John James MacDonald was born in 1906 at a time when much of Tayside was dominated by the jute industry. His parents were desperate to make a better life for themselves and, seeing few prospects in Dundee, left the city for the United States when MacDonald was just one month old.

"He was short like his mother," Wayne Allwine, who became the third voice of Mickey Mouse after MacDonald retired in 1976, said in a Disney interview before he died earlier this year. "He had a brother who was also short – his father was 6ft 8in and a heavyweight boxing champion of the British Army, so it was kind of rough on this big man to have two little sons. Jimmy had kind of a rough childhood, but nonetheless he turned out quite well." He was brought up in Philadelphia, a blue-collar town on America's east coast and, after school, became a jobbing musician.

"He played in a lot of jazz bands back in the Twenties," said Allwine. "For a while he was a member of what they called the Black Gang on the steamship lines. He would go and shovel coal into the boilers, and eventually found his way to Hollywood."

Exercise description -> Rewrite the passage on MacDonald's early life from "John James MacDonald" to "one month old.", replacing "jute" with "textile". The listing that follows is not needed for anything here.

Data shown ->
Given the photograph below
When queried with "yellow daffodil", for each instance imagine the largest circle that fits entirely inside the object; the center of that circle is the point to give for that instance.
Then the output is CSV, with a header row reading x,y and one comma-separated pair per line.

Finished answer ->
John James MacDonald was born in 1906 at a time when much of Tayside was dominated by the textile industry. His parents were desperate to make a better life for themselves and, seeing few prospects in Dundee, left the city for the United States when MacDonald was just one month old.